● **Task instructions**
Restate all the data word for word, leaving nothing out.

[Saved entries]
╔══

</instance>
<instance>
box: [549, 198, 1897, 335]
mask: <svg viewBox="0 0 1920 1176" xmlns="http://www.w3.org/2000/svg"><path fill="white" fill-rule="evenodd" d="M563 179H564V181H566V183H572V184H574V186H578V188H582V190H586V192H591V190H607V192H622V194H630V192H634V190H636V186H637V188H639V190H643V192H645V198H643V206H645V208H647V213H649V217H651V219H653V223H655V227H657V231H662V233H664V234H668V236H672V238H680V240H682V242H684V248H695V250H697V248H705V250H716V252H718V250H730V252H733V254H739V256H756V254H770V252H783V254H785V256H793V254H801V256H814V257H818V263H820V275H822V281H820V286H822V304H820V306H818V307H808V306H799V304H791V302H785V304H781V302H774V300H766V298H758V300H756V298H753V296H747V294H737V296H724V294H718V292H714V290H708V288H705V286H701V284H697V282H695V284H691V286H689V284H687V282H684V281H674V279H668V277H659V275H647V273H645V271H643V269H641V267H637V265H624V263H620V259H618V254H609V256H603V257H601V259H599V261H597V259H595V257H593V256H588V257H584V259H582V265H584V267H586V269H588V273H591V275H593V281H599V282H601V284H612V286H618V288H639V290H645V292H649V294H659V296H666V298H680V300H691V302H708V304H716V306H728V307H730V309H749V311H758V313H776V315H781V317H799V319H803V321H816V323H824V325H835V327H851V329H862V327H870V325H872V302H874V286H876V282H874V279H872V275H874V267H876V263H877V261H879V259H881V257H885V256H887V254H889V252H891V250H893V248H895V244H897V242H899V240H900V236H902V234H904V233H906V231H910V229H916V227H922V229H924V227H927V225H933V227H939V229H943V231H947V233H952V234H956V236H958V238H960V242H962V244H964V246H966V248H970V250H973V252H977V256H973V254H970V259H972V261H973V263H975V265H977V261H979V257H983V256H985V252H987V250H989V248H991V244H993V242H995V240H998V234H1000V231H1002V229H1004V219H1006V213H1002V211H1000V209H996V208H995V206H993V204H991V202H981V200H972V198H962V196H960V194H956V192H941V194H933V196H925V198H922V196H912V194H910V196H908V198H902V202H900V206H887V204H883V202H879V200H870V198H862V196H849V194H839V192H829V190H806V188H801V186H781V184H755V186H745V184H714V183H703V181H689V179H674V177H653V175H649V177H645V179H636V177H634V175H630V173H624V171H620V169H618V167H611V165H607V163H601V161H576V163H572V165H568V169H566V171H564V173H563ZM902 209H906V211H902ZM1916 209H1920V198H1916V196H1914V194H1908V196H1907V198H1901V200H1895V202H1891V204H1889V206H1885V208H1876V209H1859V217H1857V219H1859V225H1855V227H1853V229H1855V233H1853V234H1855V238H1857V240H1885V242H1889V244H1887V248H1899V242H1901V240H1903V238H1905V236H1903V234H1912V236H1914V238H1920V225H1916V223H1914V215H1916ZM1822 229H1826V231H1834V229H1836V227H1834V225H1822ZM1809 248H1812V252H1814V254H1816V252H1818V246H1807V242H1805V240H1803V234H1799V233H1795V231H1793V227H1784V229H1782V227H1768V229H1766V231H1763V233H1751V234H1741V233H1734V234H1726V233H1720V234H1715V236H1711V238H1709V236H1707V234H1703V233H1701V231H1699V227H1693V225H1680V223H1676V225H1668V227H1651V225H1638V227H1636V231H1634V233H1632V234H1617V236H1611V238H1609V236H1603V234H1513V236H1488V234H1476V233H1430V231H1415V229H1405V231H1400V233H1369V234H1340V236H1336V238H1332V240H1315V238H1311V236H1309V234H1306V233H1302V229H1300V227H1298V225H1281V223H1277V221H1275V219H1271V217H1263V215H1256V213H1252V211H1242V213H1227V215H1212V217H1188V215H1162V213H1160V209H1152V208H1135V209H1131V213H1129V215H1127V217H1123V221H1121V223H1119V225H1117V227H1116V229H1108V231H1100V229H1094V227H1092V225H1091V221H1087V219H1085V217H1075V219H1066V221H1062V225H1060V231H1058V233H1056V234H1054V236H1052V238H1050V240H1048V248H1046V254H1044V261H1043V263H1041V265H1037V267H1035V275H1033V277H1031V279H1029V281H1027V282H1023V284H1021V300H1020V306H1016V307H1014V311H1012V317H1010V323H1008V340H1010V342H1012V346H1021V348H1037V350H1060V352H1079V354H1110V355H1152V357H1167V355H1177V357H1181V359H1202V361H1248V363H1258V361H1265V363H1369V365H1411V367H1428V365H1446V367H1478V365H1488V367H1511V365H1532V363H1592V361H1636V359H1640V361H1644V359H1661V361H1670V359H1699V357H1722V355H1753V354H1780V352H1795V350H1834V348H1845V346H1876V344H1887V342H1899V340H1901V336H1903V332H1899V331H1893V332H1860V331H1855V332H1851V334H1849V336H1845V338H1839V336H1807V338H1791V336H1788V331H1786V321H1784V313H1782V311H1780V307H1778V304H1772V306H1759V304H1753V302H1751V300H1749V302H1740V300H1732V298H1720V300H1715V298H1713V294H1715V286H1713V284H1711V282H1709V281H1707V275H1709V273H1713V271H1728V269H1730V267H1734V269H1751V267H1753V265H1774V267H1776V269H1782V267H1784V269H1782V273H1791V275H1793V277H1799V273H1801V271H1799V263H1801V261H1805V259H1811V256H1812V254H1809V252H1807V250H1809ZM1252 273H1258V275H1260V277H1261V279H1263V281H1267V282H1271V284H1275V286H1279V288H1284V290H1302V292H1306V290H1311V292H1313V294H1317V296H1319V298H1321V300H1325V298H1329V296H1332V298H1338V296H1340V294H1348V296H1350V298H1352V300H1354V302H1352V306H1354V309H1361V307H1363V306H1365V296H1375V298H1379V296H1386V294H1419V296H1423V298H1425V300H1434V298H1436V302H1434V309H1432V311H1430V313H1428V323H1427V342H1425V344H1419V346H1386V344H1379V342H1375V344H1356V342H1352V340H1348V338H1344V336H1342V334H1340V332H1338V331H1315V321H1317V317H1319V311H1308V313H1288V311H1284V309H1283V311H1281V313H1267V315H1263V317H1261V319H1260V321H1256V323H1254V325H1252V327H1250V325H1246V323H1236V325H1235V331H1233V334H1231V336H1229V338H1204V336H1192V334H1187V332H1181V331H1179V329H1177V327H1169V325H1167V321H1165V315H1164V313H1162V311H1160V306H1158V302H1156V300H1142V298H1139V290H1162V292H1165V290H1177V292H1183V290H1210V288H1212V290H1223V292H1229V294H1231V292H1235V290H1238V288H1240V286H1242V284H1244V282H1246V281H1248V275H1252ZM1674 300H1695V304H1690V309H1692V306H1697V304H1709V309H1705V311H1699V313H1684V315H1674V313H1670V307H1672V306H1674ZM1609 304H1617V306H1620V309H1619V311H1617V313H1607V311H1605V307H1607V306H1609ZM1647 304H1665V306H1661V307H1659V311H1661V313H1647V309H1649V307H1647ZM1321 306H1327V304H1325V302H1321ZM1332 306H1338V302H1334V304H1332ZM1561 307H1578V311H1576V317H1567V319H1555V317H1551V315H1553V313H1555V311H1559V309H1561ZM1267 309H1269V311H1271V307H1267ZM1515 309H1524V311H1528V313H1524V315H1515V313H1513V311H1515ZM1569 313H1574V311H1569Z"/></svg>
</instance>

╚══

● **Task solution**
</instance>
<instance>
box: [549, 198, 1897, 335]
mask: <svg viewBox="0 0 1920 1176" xmlns="http://www.w3.org/2000/svg"><path fill="white" fill-rule="evenodd" d="M563 179H564V181H566V183H572V184H574V186H578V188H582V190H586V192H591V190H607V192H622V194H630V192H634V190H636V186H637V188H639V190H643V192H645V198H643V206H645V208H647V213H649V217H651V219H653V223H655V227H657V231H662V233H664V234H668V236H672V238H680V240H682V242H684V248H695V250H697V248H705V250H716V252H718V250H730V252H733V254H739V256H756V254H770V252H783V254H785V256H793V254H801V256H814V257H818V263H820V275H822V281H820V286H822V304H820V306H818V307H808V306H799V304H791V302H785V304H781V302H774V300H766V298H758V300H756V298H753V296H747V294H737V296H724V294H718V292H714V290H708V288H705V286H701V284H697V282H695V284H691V286H689V284H687V282H684V281H674V279H668V277H659V275H647V273H645V271H643V269H641V267H637V265H624V263H620V259H618V254H609V256H603V257H601V259H599V261H597V259H595V257H593V256H588V257H584V259H582V265H584V267H586V269H588V273H591V275H593V281H599V282H601V284H612V286H618V288H639V290H645V292H649V294H659V296H666V298H680V300H691V302H708V304H716V306H728V307H730V309H749V311H758V313H776V315H781V317H799V319H803V321H816V323H824V325H835V327H851V329H862V327H870V325H872V302H874V286H876V282H874V279H872V275H874V267H876V263H877V261H879V259H881V257H885V256H887V254H889V252H891V250H893V248H895V244H897V242H899V240H900V236H902V234H904V233H906V231H910V229H916V227H922V229H924V227H927V225H933V227H939V229H943V231H947V233H952V234H956V236H958V238H960V242H962V244H964V246H966V248H970V250H973V252H977V256H973V254H970V259H972V261H973V263H975V265H977V261H979V257H983V256H985V252H987V250H989V248H991V244H993V242H995V240H998V234H1000V231H1002V229H1004V219H1006V213H1002V211H1000V209H996V208H995V206H993V204H991V202H981V200H972V198H962V196H960V194H956V192H941V194H933V196H925V198H922V196H912V194H910V196H908V198H902V202H900V206H887V204H883V202H879V200H870V198H862V196H849V194H839V192H829V190H806V188H801V186H781V184H755V186H745V184H714V183H703V181H689V179H674V177H653V175H649V177H645V179H636V177H634V175H630V173H624V171H620V169H618V167H611V165H607V163H601V161H576V163H572V165H568V169H566V171H564V173H563ZM902 209H906V211H902ZM1916 209H1920V198H1916V196H1914V194H1908V196H1907V198H1901V200H1895V202H1891V204H1889V206H1885V208H1876V209H1859V217H1857V219H1859V225H1855V227H1853V229H1855V233H1853V234H1855V238H1857V240H1885V242H1889V244H1887V248H1899V242H1901V240H1903V238H1905V236H1903V234H1912V236H1914V238H1920V225H1916V223H1914V215H1916ZM1822 229H1826V231H1834V229H1836V227H1834V225H1822ZM1809 248H1812V252H1814V254H1816V252H1818V246H1807V242H1805V240H1803V234H1799V233H1795V231H1793V227H1784V229H1782V227H1768V229H1766V231H1763V233H1751V234H1741V233H1734V234H1726V233H1720V234H1715V236H1711V238H1709V236H1707V234H1703V233H1701V231H1699V227H1693V225H1680V223H1676V225H1668V227H1651V225H1638V227H1636V231H1634V233H1632V234H1617V236H1611V238H1609V236H1603V234H1513V236H1488V234H1476V233H1430V231H1415V229H1405V231H1400V233H1369V234H1340V236H1336V238H1332V240H1315V238H1311V236H1309V234H1306V233H1302V229H1300V227H1298V225H1281V223H1277V221H1275V219H1271V217H1263V215H1256V213H1252V211H1242V213H1227V215H1212V217H1188V215H1162V213H1160V209H1152V208H1135V209H1131V213H1129V215H1127V217H1123V221H1121V223H1119V225H1117V227H1116V229H1108V231H1100V229H1094V227H1092V225H1091V221H1087V219H1085V217H1075V219H1066V221H1062V225H1060V231H1058V233H1056V234H1054V236H1052V238H1050V240H1048V248H1046V254H1044V261H1043V263H1041V265H1037V267H1035V275H1033V277H1031V279H1029V281H1027V282H1023V284H1021V300H1020V306H1016V307H1014V311H1012V317H1010V323H1008V340H1010V342H1012V346H1021V348H1037V350H1060V352H1079V354H1110V355H1152V357H1167V355H1177V357H1181V359H1202V361H1248V363H1258V361H1265V363H1369V365H1411V367H1428V365H1446V367H1478V365H1488V367H1511V365H1532V363H1592V361H1636V359H1640V361H1644V359H1661V361H1670V359H1699V357H1722V355H1753V354H1780V352H1795V350H1834V348H1845V346H1876V344H1887V342H1899V340H1901V336H1903V332H1899V331H1893V332H1860V331H1855V332H1851V334H1849V336H1845V338H1839V336H1807V338H1791V336H1788V331H1786V321H1784V313H1782V311H1780V307H1778V304H1772V306H1759V304H1753V302H1751V300H1749V302H1740V300H1732V298H1720V300H1715V298H1713V294H1715V286H1713V284H1711V282H1709V281H1707V275H1709V273H1713V271H1728V269H1730V267H1734V269H1751V267H1753V265H1774V267H1776V269H1782V267H1784V269H1782V273H1791V275H1793V277H1799V273H1801V271H1799V263H1801V261H1805V259H1811V256H1812V254H1809V252H1807V250H1809ZM1252 273H1258V275H1260V277H1261V279H1263V281H1267V282H1271V284H1275V286H1279V288H1284V290H1302V292H1306V290H1311V292H1313V294H1317V296H1319V298H1321V300H1325V298H1329V296H1332V298H1338V296H1340V294H1348V296H1350V298H1352V300H1354V302H1352V306H1354V309H1361V307H1363V306H1365V296H1375V298H1379V296H1386V294H1419V296H1423V298H1425V300H1434V298H1436V302H1434V309H1432V311H1430V313H1428V323H1427V342H1425V344H1419V346H1386V344H1379V342H1375V344H1356V342H1352V340H1348V338H1344V336H1342V334H1340V332H1338V331H1315V321H1317V317H1319V311H1308V313H1288V311H1284V309H1283V311H1281V313H1267V315H1263V317H1261V319H1260V321H1256V323H1254V325H1252V327H1250V325H1246V323H1236V325H1235V331H1233V334H1231V336H1229V338H1204V336H1192V334H1187V332H1181V331H1179V329H1177V327H1169V325H1167V321H1165V315H1164V313H1162V311H1160V306H1158V302H1156V300H1142V298H1139V290H1162V292H1165V290H1177V292H1183V290H1210V288H1212V290H1223V292H1229V294H1231V292H1235V290H1238V288H1240V286H1242V284H1244V282H1246V281H1248V275H1252ZM1674 300H1695V304H1690V309H1692V306H1697V304H1709V309H1705V311H1699V313H1684V315H1674V313H1670V307H1672V306H1674ZM1609 304H1617V306H1620V309H1619V311H1617V313H1607V311H1605V307H1607V306H1609ZM1647 304H1665V306H1661V307H1659V311H1661V313H1647V309H1649V307H1647ZM1321 306H1327V304H1325V302H1321ZM1332 306H1338V302H1334V304H1332ZM1561 307H1578V311H1576V317H1567V319H1555V317H1551V315H1553V313H1555V311H1559V309H1561ZM1267 309H1269V311H1271V307H1267ZM1515 309H1524V311H1528V313H1524V315H1515V313H1513V311H1515ZM1569 313H1574V311H1569Z"/></svg>
</instance>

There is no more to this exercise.